## start DATA PROVIDED

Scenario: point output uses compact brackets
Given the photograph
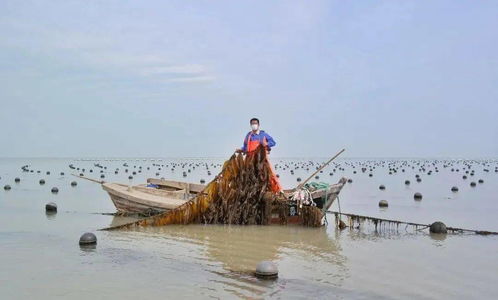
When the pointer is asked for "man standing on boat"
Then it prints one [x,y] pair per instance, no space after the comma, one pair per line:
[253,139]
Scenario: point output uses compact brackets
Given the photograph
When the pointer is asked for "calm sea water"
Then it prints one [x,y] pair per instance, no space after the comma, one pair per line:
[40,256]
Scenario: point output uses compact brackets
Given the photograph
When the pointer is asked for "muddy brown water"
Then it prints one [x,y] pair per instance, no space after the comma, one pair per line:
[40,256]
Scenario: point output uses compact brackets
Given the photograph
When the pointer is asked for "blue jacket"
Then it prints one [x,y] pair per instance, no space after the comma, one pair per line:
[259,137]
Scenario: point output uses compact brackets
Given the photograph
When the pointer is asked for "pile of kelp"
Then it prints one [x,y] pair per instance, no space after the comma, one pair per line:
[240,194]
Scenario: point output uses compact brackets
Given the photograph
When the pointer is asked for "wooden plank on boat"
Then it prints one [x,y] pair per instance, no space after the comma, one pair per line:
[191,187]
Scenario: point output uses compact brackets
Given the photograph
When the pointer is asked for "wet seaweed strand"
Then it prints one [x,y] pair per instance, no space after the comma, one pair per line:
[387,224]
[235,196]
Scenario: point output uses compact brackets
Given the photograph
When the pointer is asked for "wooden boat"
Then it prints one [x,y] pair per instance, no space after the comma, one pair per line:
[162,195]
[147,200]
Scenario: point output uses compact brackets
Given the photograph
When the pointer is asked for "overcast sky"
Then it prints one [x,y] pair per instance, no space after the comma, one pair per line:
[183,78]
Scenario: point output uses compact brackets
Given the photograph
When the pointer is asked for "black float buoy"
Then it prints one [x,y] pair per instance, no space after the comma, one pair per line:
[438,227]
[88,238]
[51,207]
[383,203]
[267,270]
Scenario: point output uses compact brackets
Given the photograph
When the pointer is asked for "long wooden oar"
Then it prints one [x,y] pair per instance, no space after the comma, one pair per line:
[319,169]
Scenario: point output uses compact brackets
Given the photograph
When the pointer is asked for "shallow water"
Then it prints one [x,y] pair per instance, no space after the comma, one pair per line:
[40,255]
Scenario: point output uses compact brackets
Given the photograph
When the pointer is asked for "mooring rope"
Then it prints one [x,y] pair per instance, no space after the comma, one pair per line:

## end DATA PROVIDED

> THE PROBLEM:
Send back the data above word for word, with the pictures left out.

> WRITTEN SOLUTION:
Scenario: point output uses compact brackets
Given the photograph
When the pointer is asked for "man standing on boat"
Then it prints one [x,y] pair per instance, no space after the comma, one pair per line:
[253,139]
Scenario: point output uses compact brackets
Given the photograph
When the pointer is asked for "calm sea water"
Then it prints one [x,y] pair per instance, no space after the comma, one pair per line:
[40,256]
Scenario: point output uses compact brackets
Given the photograph
When the pointer is asked for "muddy brown water"
Then it prints one [x,y] pair per instance, no space after the comma, one pair per line:
[40,256]
Scenario: point output uses compact brackets
Given the photograph
When the pointer is asked for "blue jacket"
Then it prints one [x,y] pair per instance, no space after the comma, one pair per line:
[259,137]
Scenario: point output uses compact brackets
Given the photograph
When the pointer is asked for "pile of kelp"
Then it prints one [x,y] pair per instance, no space after the comma, one pair per line:
[240,194]
Scenario: point output uses compact brackets
Given the photograph
When the pointer is asked for "wooden plank on boat"
Then it prints one [x,y] pair per instance, no space after the comma, one pair per line:
[191,187]
Scenario: point output uses compact brackets
Given the photograph
When the pointer is asked for "wet seaweed strand"
Then it prints one [x,y] pair per instance, no space after the comma, one pair per line:
[387,224]
[235,196]
Scenario: point output uses compact brackets
Given the photograph
When the pointer is asked for "wooden boat"
Then it prints one [x,y] pair per instance, no space after the comma, one pair per line:
[162,195]
[147,200]
Scenario: point output uses compact brackets
Given the photograph
When the pointer is asked for "overcast sky"
Then it prints one [x,y] pair per instance, no space after the comma, one pair per line:
[183,78]
Scenario: point output uses compact brackets
Given the photograph
When the pointer is asked for "black float buoy"
Then it prints one [x,y] pair per instance, no space after the comma, one pair per line:
[438,227]
[88,238]
[51,207]
[383,203]
[267,270]
Scenario: point output uses compact brackets
Given the photograph
When the pointer is asked for "long wooden oar"
Then it prints one [x,y] pair per instance, no space after the comma, one pair per line:
[319,169]
Scenario: point output uses compact brackets
Given the photograph
When the pointer is asked for "shallow water"
Then it prints one [x,y] pair per instance, no space after the comma, one pair per line:
[40,255]
Scenario: point output uses compact brackets
Given the photograph
When the pointer is asked for "mooring rope"
Then it prints one [x,y] pair per instance, no space after the comma, one pair per line:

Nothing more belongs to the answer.